Man-Zone Hybrid Defense

Before, I talked about the Blackhawks’ defense system was a man-defense, where they stay on one player at all times. They now have a weird man-zone hybrid defense.

This is what I mean.

Watching the Blackhawks, they do not always stay on one guy anymore, but always try to cover any open ice when they need to. In a board battle, there is no open ice for a defender to jump in on and generate a chance against. Instead, there is always someone covering the slot and the other two players who are not in the board battle are also covering the rest of the zone, denying any chances that could arise.

In one instance, there was a board battle to the right of the goaltender, with three Blackhawks fighting for the puck. When this was happening, the two other Blackhawks players collapsed closer to the slot, getting in the way of any potential high-danger chances against.

Before this, the players would always be on the same guy, and the slot would be wide open. Multiple goals against were caused by opposing players finding open ice due to a missed assignment which would have been easily defended against if the zone-defense was deployed., leading to a high-danger scoring chance or a goal against. Now, they cover the ice well like a zone-defense WHILE keeping their man-system, creating a hybrid of both.

Whoever created this new defensive system deserves a lot of credit because this has worked a LOT better than their previous idea. They still allow a ton of shots against, but almost half of those shots come in the last twenty minutes of regulation (19 in two periods,17 in the third in their SO loss to Carolina). They just need to play and continue what they did in the first fifty to come out with wins in regulation instead of a 50-50 shot in OT. They currently play a 40 minute game with high-energy and relentlessness, but the extra 20 will win them games.

== Short task a ==
Rewrite the listing from the line containing "locate the utility pole in the photo above" through its last line, swapping "street lamp" for "lamppost" and leaving everything else unchanged.
The listing is unrelated to the Blackhawks passage.

== Stored rows ==
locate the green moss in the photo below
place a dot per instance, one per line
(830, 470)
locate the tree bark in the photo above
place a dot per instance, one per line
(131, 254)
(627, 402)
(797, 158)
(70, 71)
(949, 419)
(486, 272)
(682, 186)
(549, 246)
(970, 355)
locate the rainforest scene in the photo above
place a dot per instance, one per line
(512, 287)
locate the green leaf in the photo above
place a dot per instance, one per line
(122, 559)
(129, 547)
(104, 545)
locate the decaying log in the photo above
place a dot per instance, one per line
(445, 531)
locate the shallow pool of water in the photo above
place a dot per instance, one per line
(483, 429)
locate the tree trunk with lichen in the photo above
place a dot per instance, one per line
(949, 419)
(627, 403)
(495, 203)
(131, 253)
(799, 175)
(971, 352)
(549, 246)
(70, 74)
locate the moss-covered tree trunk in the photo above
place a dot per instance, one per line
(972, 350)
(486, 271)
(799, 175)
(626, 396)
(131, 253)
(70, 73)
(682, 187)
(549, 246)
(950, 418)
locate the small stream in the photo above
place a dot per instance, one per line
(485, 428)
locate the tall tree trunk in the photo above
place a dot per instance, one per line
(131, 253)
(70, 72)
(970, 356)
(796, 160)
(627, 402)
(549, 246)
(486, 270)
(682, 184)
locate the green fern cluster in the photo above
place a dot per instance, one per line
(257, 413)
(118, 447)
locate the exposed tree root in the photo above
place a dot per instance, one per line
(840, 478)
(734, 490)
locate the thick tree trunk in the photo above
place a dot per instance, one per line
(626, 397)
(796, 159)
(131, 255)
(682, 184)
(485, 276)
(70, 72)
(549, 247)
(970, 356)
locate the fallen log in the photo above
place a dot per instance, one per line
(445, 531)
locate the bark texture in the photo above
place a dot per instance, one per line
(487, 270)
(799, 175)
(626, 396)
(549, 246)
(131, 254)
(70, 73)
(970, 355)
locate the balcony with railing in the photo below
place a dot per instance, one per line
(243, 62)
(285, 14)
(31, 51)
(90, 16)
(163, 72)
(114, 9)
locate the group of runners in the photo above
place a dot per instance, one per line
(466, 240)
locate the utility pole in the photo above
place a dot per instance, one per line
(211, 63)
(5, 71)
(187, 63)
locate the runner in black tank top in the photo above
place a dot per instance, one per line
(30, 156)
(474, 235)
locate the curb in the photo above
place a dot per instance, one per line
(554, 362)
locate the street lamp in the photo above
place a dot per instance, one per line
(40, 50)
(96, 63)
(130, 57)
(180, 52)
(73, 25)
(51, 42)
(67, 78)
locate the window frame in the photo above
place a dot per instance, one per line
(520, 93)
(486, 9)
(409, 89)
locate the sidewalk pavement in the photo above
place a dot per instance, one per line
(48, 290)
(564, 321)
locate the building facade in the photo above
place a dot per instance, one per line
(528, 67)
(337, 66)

== Short task b ==
Answer these questions about the Blackhawks passage:
(i) In the board battle to the right of the goaltender, how many Blackhawks were fighting for the puck?
(ii) How many shots against came in the third period of the shootout loss to Carolina?
(iii) What kind of defense system did the Blackhawks use before the hybrid?

== Correct result a ==
locate the utility pole in the photo above
place a dot per instance, one per line
(211, 63)
(5, 71)
(187, 63)
locate the runner in black tank top in the photo above
place a dot per instance, one per line
(30, 156)
(474, 235)
locate the curb in the photo above
place a dot per instance, one per line
(554, 362)
locate the lamppost in the photo above
place a dot per instance, one per line
(40, 50)
(96, 63)
(130, 57)
(180, 52)
(73, 25)
(51, 42)
(67, 78)
locate the window frame in the photo above
place a dot per instance, one per line
(520, 93)
(486, 9)
(409, 89)
locate the sidewalk pavement in the photo above
place a dot per instance, one per line
(48, 290)
(564, 321)
locate the building facade in the photo above
place a dot per instance, one per line
(528, 67)
(337, 66)

== Correct result b ==
(i) Three.
(ii) Seventeen.
(iii) A man-defense, in which they stay on one player at all times.